_SUPPLIED PASSAGE_
** START **
E
Jul/Aug 2016 Nonfiction

You'll Never Be Going Back Home

by Terry Barr

Photographic Artwork by Victoria Mlady

Photographic Artwork by Victoria Mlady


"In the wide, empty, shadowbrooded street he looked like a phantom, a spirit, strayed out of its own world, and lost." —William Faulkner, Light in August

"For I am a Rain Dog too." —Tom Waits

Sometimes I can't sleep wondering what's happened to all the stray dogs.

When I was a boy in Bessemer, Alabama, back in the '60s, stray dogs passed through our neighborhood all the time. I'm not talking about the neighborhood dogs like Checker or Butch or Spot, or even Mrs. Guy's red Irish Setter mix who used to hump every kid in sight. These dogs I would let into the house, just as much for the thrill of an odd dog wandering through my mother's kitchen as for the shrill cries of "Who let Butch Terry in here!" coming from either my mother or grandmother. I don't think they truly minded, but it can be unsettling to see a stray wanderer headed toward your painting easel or potted hibiscus tree.

No, I'm talking now about the obvious shepherd mixes, the short-haired hound dogs who ambled and sidled along the sidewalks and in the middle of the streets, looking like they had nowhere to go, nowhere to be. Come from nowhere, neither. Sometimes I'd see one of these dogs trotting down the sidewalk like he was running an errand to the store. She'd take the sharp corner at the block's end and keep on trucking like her business was that important. Just where does a dog think she needs to be in such a hurry? I'd think about following these strays, but I wasn't allowed off our block without permission.

I suppose it's a good thing we have evolved to the extent that there are so few strays around anymore. The soft-hearted liberal in me believes this is a measure of how well we all keep our dogs now: how we tag 'em, chip 'em, collar 'em, spay and neuter. I for one want to know where my Carolina Wild Dog is at all times, and when we take him to Camp Bow Wow, his home away from home, we often monitor his day by watching from our office or laptop as he cavorts with the locals in Area Three or Five. We've thought of installing a home camera, too, though our friend Owen tells us that when we're away, all our dog does is sleep, usually on our bed.

But then, I don't mind watching our dog sleep. It's a peaceful, easy feeling.

I also know there are darker reasons for the dearth of strays. In Greenville, my current home, there are two animal shelters: the Humane Society is where we found our stray dog Max. I celebrate the day we brought him home, even though I wasn't the one who wanted him initially. Rather, it was my wife, who now owns her first dog. Even had we not brought Max into our lives, he would have been okay in the relative sense of that word, for the Humane Society in Greenville is a "no-kill" facility.

Unlike the Greenville Animal Shelter, which I've visited only when our beloved cat Morgan went missing for a couple of days back in 2011 (he came back on his own, a victim of a crazy neighbor's two-night cat-napping). I send money to this shelter regularly to "sponsor" a cat or dog, and I'm led to believe my sponsorship ensures the animal's life. I don't have hard proof of that, but at least my donation allows me the chance of sleeping well.
** END **
[Rows from a segmentation dataset]
** START **
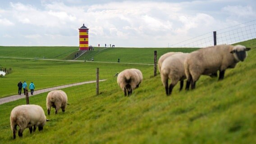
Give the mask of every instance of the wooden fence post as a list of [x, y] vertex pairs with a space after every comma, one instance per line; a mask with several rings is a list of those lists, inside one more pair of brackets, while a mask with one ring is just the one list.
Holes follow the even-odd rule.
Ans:
[[26, 95], [26, 102], [27, 103], [27, 104], [29, 104], [29, 98], [28, 98], [28, 90], [27, 90], [27, 87], [25, 89], [25, 94]]
[[156, 76], [156, 55], [157, 51], [155, 50], [154, 52], [154, 76]]
[[99, 68], [96, 68], [96, 95], [99, 95]]
[[216, 36], [216, 31], [213, 32], [213, 40], [214, 42], [214, 45], [217, 45], [217, 39]]

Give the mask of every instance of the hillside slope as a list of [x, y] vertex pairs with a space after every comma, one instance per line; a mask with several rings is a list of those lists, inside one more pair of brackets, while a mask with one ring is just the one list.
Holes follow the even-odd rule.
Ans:
[[[123, 96], [113, 77], [101, 83], [64, 89], [70, 104], [64, 113], [47, 116], [44, 130], [13, 140], [9, 112], [17, 100], [0, 105], [0, 143], [253, 144], [256, 143], [256, 48], [223, 81], [202, 76], [194, 90], [165, 96], [159, 75], [151, 68], [134, 94]], [[32, 97], [47, 113], [47, 94]], [[52, 113], [53, 111], [52, 111]]]

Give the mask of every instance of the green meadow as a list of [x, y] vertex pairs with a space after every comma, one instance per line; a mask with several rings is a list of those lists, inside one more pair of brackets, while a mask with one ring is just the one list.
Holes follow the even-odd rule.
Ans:
[[[19, 81], [26, 80], [28, 84], [32, 81], [37, 90], [94, 80], [96, 68], [100, 68], [100, 78], [107, 79], [100, 83], [99, 95], [96, 95], [95, 83], [62, 89], [70, 105], [65, 112], [56, 115], [52, 109], [51, 114], [47, 115], [47, 92], [30, 97], [30, 103], [41, 106], [50, 121], [41, 131], [37, 130], [30, 134], [26, 129], [22, 138], [13, 139], [9, 114], [12, 108], [25, 104], [26, 100], [0, 105], [0, 144], [255, 143], [256, 42], [253, 39], [240, 43], [251, 48], [248, 57], [235, 68], [227, 70], [223, 81], [202, 76], [196, 89], [179, 92], [178, 84], [169, 97], [160, 75], [153, 76], [153, 65], [125, 63], [153, 63], [154, 50], [159, 58], [169, 51], [190, 52], [197, 49], [115, 48], [100, 50], [102, 48], [97, 48], [80, 58], [84, 60], [93, 57], [96, 62], [0, 58], [0, 67], [12, 68], [10, 74], [0, 77], [1, 97], [16, 94]], [[29, 51], [36, 51], [37, 47], [32, 47], [26, 50], [31, 55], [20, 53], [15, 55], [9, 53], [21, 48], [9, 48], [8, 52], [6, 47], [0, 47], [0, 57], [52, 58], [66, 52], [54, 58], [64, 59], [77, 50], [76, 47], [66, 48], [65, 51], [62, 47], [43, 47], [51, 50], [45, 56], [39, 52], [33, 55]], [[119, 58], [120, 63], [97, 62], [116, 62]], [[124, 97], [114, 76], [132, 68], [142, 71], [143, 80], [131, 96]]]

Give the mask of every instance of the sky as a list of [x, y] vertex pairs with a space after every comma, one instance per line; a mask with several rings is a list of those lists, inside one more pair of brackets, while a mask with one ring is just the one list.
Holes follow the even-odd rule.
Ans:
[[256, 0], [0, 0], [0, 45], [167, 47], [256, 20]]

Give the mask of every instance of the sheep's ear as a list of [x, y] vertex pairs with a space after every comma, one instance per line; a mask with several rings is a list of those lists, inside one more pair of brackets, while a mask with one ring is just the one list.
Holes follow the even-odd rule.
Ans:
[[234, 54], [234, 53], [235, 53], [235, 52], [236, 52], [236, 50], [232, 50], [232, 51], [231, 51], [230, 52], [230, 53], [231, 53], [231, 54]]

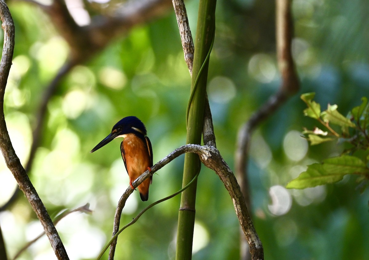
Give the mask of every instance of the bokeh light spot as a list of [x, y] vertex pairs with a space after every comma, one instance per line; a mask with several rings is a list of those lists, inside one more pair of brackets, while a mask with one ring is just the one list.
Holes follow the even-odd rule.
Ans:
[[69, 118], [78, 117], [86, 108], [88, 97], [79, 90], [70, 91], [63, 100], [63, 111]]
[[105, 67], [99, 73], [99, 79], [103, 84], [113, 89], [121, 89], [127, 81], [123, 72], [112, 67]]
[[209, 98], [217, 103], [227, 103], [236, 95], [236, 87], [229, 78], [218, 76], [209, 83]]
[[284, 153], [290, 160], [298, 162], [302, 160], [307, 153], [307, 141], [301, 136], [301, 133], [292, 130], [287, 133], [283, 141]]
[[292, 200], [288, 191], [280, 185], [275, 185], [269, 189], [272, 205], [268, 208], [272, 214], [277, 216], [286, 214], [291, 208]]
[[205, 227], [198, 221], [195, 221], [192, 243], [192, 254], [202, 249], [209, 243], [209, 232]]

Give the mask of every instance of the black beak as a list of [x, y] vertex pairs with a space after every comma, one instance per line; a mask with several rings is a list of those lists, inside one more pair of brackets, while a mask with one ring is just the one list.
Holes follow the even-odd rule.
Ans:
[[111, 133], [108, 136], [104, 138], [104, 140], [99, 143], [97, 145], [95, 146], [94, 148], [91, 150], [90, 153], [93, 153], [95, 152], [96, 150], [98, 149], [100, 149], [100, 148], [103, 146], [104, 145], [107, 143], [110, 143], [111, 140], [113, 139], [115, 137], [116, 137], [118, 135], [118, 134], [117, 132], [114, 133], [113, 134], [113, 133]]

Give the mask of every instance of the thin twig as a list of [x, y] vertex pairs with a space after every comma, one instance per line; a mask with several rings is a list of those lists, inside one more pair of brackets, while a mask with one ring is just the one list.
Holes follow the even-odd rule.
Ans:
[[182, 48], [184, 53], [184, 60], [187, 64], [190, 74], [192, 76], [194, 47], [191, 30], [190, 30], [184, 2], [183, 0], [172, 0], [172, 1], [173, 3], [177, 22], [178, 24]]
[[[81, 212], [83, 212], [85, 213], [91, 213], [92, 211], [89, 208], [89, 207], [90, 204], [89, 203], [87, 203], [82, 207], [77, 208], [74, 209], [73, 209], [72, 210], [65, 211], [60, 214], [56, 216], [56, 217], [54, 220], [54, 225], [56, 226], [58, 223], [63, 218], [65, 218], [70, 213], [72, 213], [73, 212], [79, 211]], [[45, 234], [45, 232], [43, 232], [33, 239], [32, 239], [32, 240], [31, 240], [30, 241], [26, 244], [24, 246], [21, 248], [20, 250], [18, 251], [18, 252], [15, 254], [15, 255], [14, 256], [14, 257], [13, 258], [13, 260], [15, 260], [15, 259], [18, 258], [22, 253], [24, 252], [27, 248], [31, 246], [36, 242], [36, 241], [37, 241], [38, 239], [42, 238]]]
[[[178, 195], [181, 192], [184, 191], [185, 190], [187, 189], [189, 187], [190, 187], [190, 186], [191, 185], [191, 184], [192, 184], [192, 183], [196, 180], [197, 177], [199, 176], [199, 174], [200, 173], [200, 171], [199, 171], [197, 173], [197, 174], [196, 175], [196, 176], [194, 177], [192, 179], [192, 180], [191, 181], [190, 181], [187, 185], [185, 186], [184, 187], [182, 188], [182, 189], [178, 191], [177, 191], [176, 192], [175, 192], [174, 193], [173, 193], [173, 194], [169, 195], [169, 196], [165, 197], [165, 198], [161, 199], [161, 200], [159, 200], [158, 201], [156, 201], [155, 202], [152, 203], [151, 204], [150, 204], [147, 207], [145, 208], [144, 209], [142, 209], [142, 211], [141, 211], [141, 212], [138, 214], [138, 215], [136, 216], [135, 218], [132, 220], [132, 221], [131, 221], [131, 222], [129, 223], [127, 225], [124, 226], [122, 228], [119, 229], [115, 234], [113, 235], [113, 237], [111, 238], [111, 239], [110, 239], [110, 240], [108, 242], [107, 245], [105, 246], [105, 247], [104, 247], [104, 248], [102, 250], [101, 250], [101, 252], [100, 253], [100, 254], [97, 257], [97, 259], [96, 260], [99, 260], [99, 259], [100, 259], [101, 258], [101, 257], [102, 257], [103, 256], [103, 255], [105, 253], [105, 251], [106, 251], [107, 249], [108, 249], [108, 247], [109, 247], [109, 246], [110, 245], [111, 245], [113, 243], [115, 243], [115, 244], [116, 244], [117, 239], [118, 239], [118, 236], [119, 235], [119, 234], [121, 233], [121, 232], [123, 230], [125, 229], [126, 228], [135, 223], [137, 222], [137, 220], [138, 220], [138, 219], [140, 217], [142, 216], [142, 215], [144, 214], [144, 213], [146, 212], [148, 209], [152, 208], [154, 206], [155, 206], [155, 205], [157, 205], [159, 203], [163, 202], [163, 201], [165, 201], [166, 200], [168, 200], [169, 199], [172, 198], [173, 197], [176, 196], [177, 195]], [[124, 202], [124, 203], [125, 204], [125, 202]], [[119, 227], [118, 225], [118, 228], [119, 228]], [[113, 260], [113, 259], [114, 259], [115, 250], [115, 246], [114, 246], [114, 248], [113, 249], [113, 250], [111, 251], [111, 251], [109, 252], [109, 260]]]
[[1, 227], [0, 227], [0, 259], [5, 259], [5, 260], [8, 259], [8, 257], [6, 256], [5, 242], [3, 237], [3, 232], [1, 232]]
[[15, 154], [6, 128], [4, 114], [4, 94], [14, 49], [14, 30], [10, 13], [3, 0], [0, 0], [0, 16], [4, 31], [4, 46], [0, 65], [0, 149], [7, 166], [40, 220], [56, 257], [61, 260], [66, 260], [69, 259], [68, 255], [58, 232]]
[[[251, 210], [250, 189], [248, 177], [248, 161], [251, 136], [254, 130], [264, 120], [272, 115], [299, 89], [298, 77], [291, 52], [293, 22], [290, 0], [276, 0], [276, 31], [277, 56], [282, 83], [278, 91], [271, 96], [248, 121], [240, 128], [237, 138], [235, 164], [236, 175], [241, 187], [248, 208]], [[244, 240], [241, 238], [242, 240]], [[241, 245], [246, 246], [245, 242]], [[246, 250], [241, 250], [241, 252]], [[247, 259], [247, 255], [241, 259]]]
[[[144, 173], [132, 183], [132, 185], [134, 188], [137, 187], [153, 173], [159, 170], [181, 155], [189, 152], [197, 154], [201, 162], [207, 167], [215, 171], [219, 176], [232, 198], [236, 213], [244, 235], [250, 243], [250, 251], [253, 256], [252, 259], [255, 260], [263, 259], [263, 252], [261, 242], [247, 212], [247, 207], [237, 180], [219, 151], [214, 146], [193, 144], [181, 146], [155, 164], [151, 167], [151, 172], [147, 170]], [[129, 186], [119, 200], [114, 218], [113, 236], [119, 230], [120, 212], [122, 212], [128, 197], [133, 192], [133, 190], [130, 186]], [[114, 240], [115, 241], [115, 243], [113, 241], [110, 245], [109, 258], [110, 260], [113, 259], [116, 245], [116, 239]]]

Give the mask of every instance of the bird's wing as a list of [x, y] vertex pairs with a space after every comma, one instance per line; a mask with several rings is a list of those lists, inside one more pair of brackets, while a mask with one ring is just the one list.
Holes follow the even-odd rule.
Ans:
[[152, 157], [152, 147], [151, 147], [151, 142], [150, 141], [150, 139], [147, 136], [145, 137], [145, 139], [146, 141], [146, 145], [147, 146], [147, 151], [149, 152], [149, 155], [150, 156], [150, 160], [151, 162], [151, 167], [154, 164], [154, 161]]
[[[150, 166], [151, 167], [154, 164], [154, 161], [152, 157], [152, 147], [151, 146], [151, 142], [150, 141], [150, 139], [147, 136], [145, 137], [145, 139], [146, 141], [146, 145], [147, 146], [147, 151], [149, 152], [149, 155], [150, 156]], [[150, 176], [150, 184], [152, 183], [152, 175]]]
[[123, 147], [123, 142], [120, 144], [120, 151], [122, 153], [122, 158], [123, 159], [123, 161], [124, 163], [124, 166], [125, 166], [125, 170], [127, 171], [127, 173], [128, 173], [128, 169], [127, 169], [127, 164], [125, 163], [125, 153], [124, 152], [124, 148]]

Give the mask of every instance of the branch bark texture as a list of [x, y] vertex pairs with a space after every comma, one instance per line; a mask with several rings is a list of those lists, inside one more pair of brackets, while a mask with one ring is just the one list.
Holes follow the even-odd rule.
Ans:
[[[190, 144], [176, 149], [153, 166], [151, 167], [152, 172], [147, 170], [141, 174], [132, 183], [133, 187], [136, 188], [153, 173], [159, 170], [185, 153], [197, 154], [201, 162], [207, 167], [214, 170], [219, 177], [231, 196], [241, 228], [247, 240], [249, 242], [252, 259], [253, 260], [263, 259], [262, 246], [249, 215], [239, 186], [233, 173], [223, 159], [219, 151], [215, 147]], [[122, 210], [127, 199], [133, 192], [133, 190], [130, 186], [129, 187], [119, 201], [115, 211], [113, 235], [119, 230]], [[115, 243], [112, 243], [111, 245], [109, 257], [110, 260], [114, 259], [116, 245], [116, 241]]]
[[[299, 78], [291, 50], [293, 22], [291, 14], [291, 1], [276, 0], [276, 3], [277, 58], [282, 78], [281, 84], [277, 92], [271, 96], [240, 128], [237, 137], [235, 159], [236, 175], [249, 210], [251, 209], [251, 204], [247, 168], [251, 135], [262, 122], [273, 115], [289, 97], [297, 92], [299, 88]], [[245, 242], [241, 242], [241, 243], [245, 245]], [[246, 252], [246, 250], [243, 251]], [[244, 255], [241, 256], [241, 259], [246, 259], [247, 257], [247, 255]]]
[[69, 259], [59, 235], [14, 150], [6, 128], [4, 114], [4, 95], [14, 49], [14, 28], [11, 15], [3, 0], [0, 0], [0, 16], [4, 31], [4, 46], [0, 65], [0, 149], [7, 166], [41, 222], [58, 259]]
[[[98, 15], [85, 26], [77, 24], [62, 0], [55, 0], [50, 5], [38, 2], [27, 1], [39, 7], [50, 17], [52, 22], [70, 48], [68, 60], [45, 87], [37, 112], [32, 132], [33, 141], [26, 166], [29, 174], [34, 155], [39, 146], [49, 101], [56, 92], [60, 80], [76, 65], [89, 60], [106, 47], [115, 38], [124, 36], [138, 24], [163, 15], [170, 7], [166, 0], [134, 0], [127, 1], [110, 15]], [[4, 210], [15, 201], [18, 194], [17, 188], [9, 201], [0, 207]]]

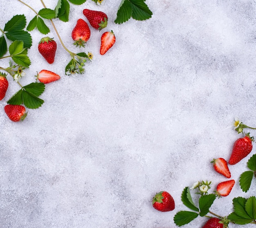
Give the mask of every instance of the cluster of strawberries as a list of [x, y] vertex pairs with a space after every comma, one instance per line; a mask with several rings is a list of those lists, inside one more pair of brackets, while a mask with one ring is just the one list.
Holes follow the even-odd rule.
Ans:
[[[255, 129], [243, 124], [238, 120], [235, 122], [234, 126], [235, 130], [238, 133], [244, 133], [244, 128]], [[247, 157], [252, 150], [252, 142], [254, 141], [254, 137], [250, 137], [249, 133], [245, 133], [245, 135], [244, 137], [239, 138], [234, 142], [228, 164], [227, 161], [222, 157], [213, 159], [211, 162], [213, 164], [214, 170], [227, 178], [231, 177], [228, 165], [233, 165], [238, 163]], [[216, 196], [219, 197], [228, 196], [234, 184], [234, 179], [220, 183], [215, 191]], [[169, 193], [165, 191], [157, 193], [153, 198], [152, 203], [155, 209], [162, 212], [170, 211], [175, 208], [173, 198]], [[212, 217], [207, 221], [202, 228], [223, 228], [226, 227], [225, 224], [225, 222], [220, 219]]]
[[[108, 24], [108, 16], [100, 11], [84, 9], [83, 13], [88, 20], [90, 25], [94, 29], [101, 30]], [[84, 44], [88, 40], [91, 31], [88, 24], [84, 20], [79, 19], [71, 34], [74, 44], [84, 47]], [[101, 38], [100, 53], [103, 55], [111, 48], [115, 42], [115, 37], [113, 31], [103, 33]], [[56, 42], [49, 37], [41, 39], [38, 45], [39, 53], [47, 62], [52, 64], [54, 61], [57, 49]], [[6, 74], [0, 74], [0, 100], [4, 96], [9, 86]], [[42, 70], [36, 75], [37, 80], [44, 84], [49, 83], [61, 78], [59, 75], [47, 70]], [[14, 122], [23, 120], [27, 116], [25, 107], [22, 105], [7, 104], [4, 107], [4, 111], [10, 120]]]

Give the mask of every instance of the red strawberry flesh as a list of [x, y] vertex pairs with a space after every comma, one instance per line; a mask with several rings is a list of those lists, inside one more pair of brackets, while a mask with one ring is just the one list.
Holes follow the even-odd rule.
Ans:
[[219, 197], [229, 195], [234, 184], [234, 180], [230, 180], [220, 183], [218, 185], [216, 188], [217, 195]]
[[105, 32], [101, 36], [100, 53], [103, 55], [112, 47], [116, 41], [116, 38], [113, 31]]
[[231, 177], [227, 162], [224, 158], [220, 157], [217, 159], [213, 159], [211, 162], [213, 163], [213, 168], [216, 172], [228, 178]]
[[58, 80], [61, 78], [61, 77], [52, 71], [42, 70], [38, 73], [37, 78], [41, 82], [46, 84]]

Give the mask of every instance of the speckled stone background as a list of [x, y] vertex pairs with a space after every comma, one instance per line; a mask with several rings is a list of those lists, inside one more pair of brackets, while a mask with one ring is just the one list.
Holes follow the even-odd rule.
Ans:
[[[39, 0], [24, 2], [38, 11], [43, 8]], [[44, 2], [52, 9], [57, 3]], [[79, 18], [86, 20], [83, 9], [108, 15], [104, 31], [91, 30], [83, 51], [92, 52], [95, 60], [82, 75], [65, 75], [70, 56], [49, 21], [47, 35], [58, 46], [52, 64], [38, 52], [44, 35], [30, 33], [32, 63], [20, 83], [34, 81], [43, 69], [61, 78], [46, 85], [41, 107], [14, 123], [4, 107], [19, 86], [7, 77], [0, 102], [1, 228], [177, 227], [174, 215], [187, 209], [180, 199], [185, 187], [207, 179], [213, 190], [227, 180], [210, 162], [228, 159], [240, 137], [234, 117], [256, 126], [255, 1], [146, 0], [151, 18], [118, 25], [114, 21], [120, 2], [71, 4], [68, 22], [54, 20], [66, 46], [79, 52], [71, 33]], [[0, 6], [2, 29], [14, 15], [24, 14], [27, 22], [35, 15], [18, 0], [2, 0]], [[101, 35], [111, 30], [116, 43], [101, 56]], [[0, 66], [9, 60], [0, 60]], [[255, 178], [247, 193], [238, 182], [250, 156], [230, 166], [236, 184], [211, 210], [227, 215], [233, 198], [255, 195]], [[152, 206], [161, 190], [173, 196], [173, 211]], [[184, 227], [201, 227], [207, 220]]]

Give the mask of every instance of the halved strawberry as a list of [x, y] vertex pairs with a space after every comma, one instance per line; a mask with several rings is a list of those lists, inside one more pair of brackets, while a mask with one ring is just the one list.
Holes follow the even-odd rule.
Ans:
[[59, 75], [47, 70], [42, 70], [36, 77], [41, 82], [45, 84], [56, 81], [61, 78]]
[[116, 42], [116, 37], [113, 31], [105, 32], [101, 36], [101, 44], [100, 53], [101, 55], [104, 55], [110, 48], [112, 47]]
[[227, 166], [227, 161], [222, 157], [214, 159], [211, 162], [213, 164], [213, 168], [215, 170], [222, 174], [226, 177], [231, 177], [231, 174]]
[[235, 180], [230, 180], [220, 183], [216, 188], [216, 195], [219, 197], [229, 195], [234, 184]]

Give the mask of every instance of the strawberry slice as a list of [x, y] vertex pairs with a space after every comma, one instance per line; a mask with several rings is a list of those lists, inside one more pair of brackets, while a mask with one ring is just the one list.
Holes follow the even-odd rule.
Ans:
[[213, 159], [211, 162], [213, 164], [215, 171], [227, 177], [231, 177], [231, 174], [227, 165], [227, 161], [222, 157]]
[[59, 75], [47, 70], [42, 70], [36, 77], [41, 82], [45, 84], [56, 81], [61, 78]]
[[100, 53], [101, 55], [104, 55], [110, 48], [112, 47], [116, 42], [116, 38], [113, 31], [105, 32], [101, 36], [101, 44]]
[[235, 180], [230, 180], [220, 183], [217, 186], [216, 195], [219, 198], [222, 196], [229, 195], [234, 184]]

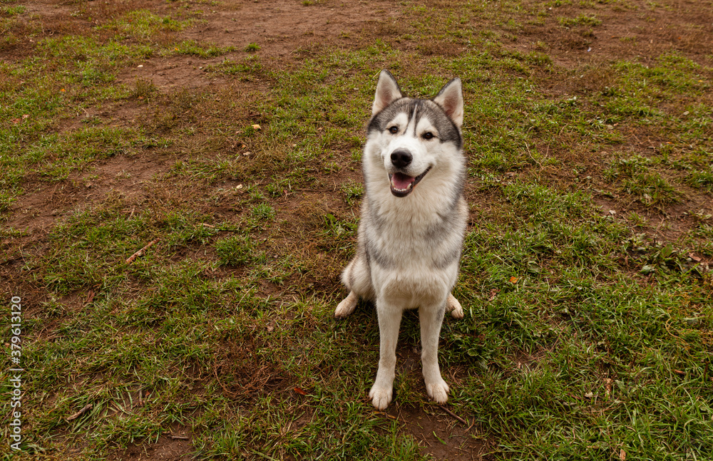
** END **
_OBJECTIVE 1_
Transcribe the essay about stray dogs from "I suppose it's" to "peaceful, easy feeling.".
_OBJECTIVE 2_
In the essay about stray dogs, where did the family find their dog Max?
_OBJECTIVE 3_
Take the essay about stray dogs further, picking up after its last sentence.

_EXPECTED ANSWER 1_
I suppose it's a good thing we have evolved to the extent that there are so few strays around anymore. The soft-hearted liberal in me believes this is a measure of how well we all keep our dogs now: how we tag 'em, chip 'em, collar 'em, spay and neuter. I for one want to know where my Carolina Wild Dog is at all times, and when we take him to Camp Bow Wow, his home away from home, we often monitor his day by watching from our office or laptop as he cavorts with the locals in Area Three or Five. We've thought of installing a home camera, too, though our friend Owen tells us that when we're away, all our dog does is sleep, usually on our bed.

But then, I don't mind watching our dog sleep. It's a peaceful, easy feeling.

_EXPECTED ANSWER 2_
At the Humane Society in Greenville.

_EXPECTED ANSWER 3_
On the occasion that I did visit the shelter, though, I learned where all the strays are. The unwanted, neglected, sick, and abused ones.

And there are so many.

Strays.

I know I can't help these creatures. I also know that seeing them makes me reconsider the word "stray." Homeless, unwanted, untethered, and unmoored. No place to go, no direction home.

My mother used to refer to our old shepherd-collie mix, Donald, as a "rogue." Donald strayed through the Virginia mines in the hills above our neighborhood, and after a two- or three-day excursion, he'd return home full of cockleburs, his feet caked in red clay. She'd bathe him in our bathtub, where later that night my brother and I would also get clean, and soon Donald would appear shiny and new again. I'd look at his eyes, so happy and loving. What I couldn't see in those eyes, though I know he adored me, his boy-master, was a tincture of discontent. He just had to be roaming. Four years into our love, he roamed away for good, our Donald.

After a week, we realized he wasn't coming back, and we forgave him all his transgressions: his chewing up neighbors' welcome mats, garden hoses; his busting through the chicken-wired fences we foolishly thought would hold him. We even forgave him the dead pig he dragged into our yard one fall morning, dropping it in the glistening dew of our almost dormant Zoysia grass. Did he kill the pig, and if so, how? Why? Where did he get it, since we were city dwellers, though the neighborhoods to our east had other stray animals—roosters, chickens—so I guess they had pigs, too. One less pig, in Donald's eyes.

It was hard for me to understand, as a boy of nine, why my dog felt the need to stray from a home that fed and sheltered him from any storm. My grandmother thought it was a literal storm that did Donald in.

"Don't you remember that night it thundered so bad? A lightning bolt struck Mrs. McConnell's oak tree and split it right in two. I think something happened to Donald that night."

She might have been right, but with dogs that liked to stray, it might be seen as a blessing and a relief that we never know their end or what happens in their world to come.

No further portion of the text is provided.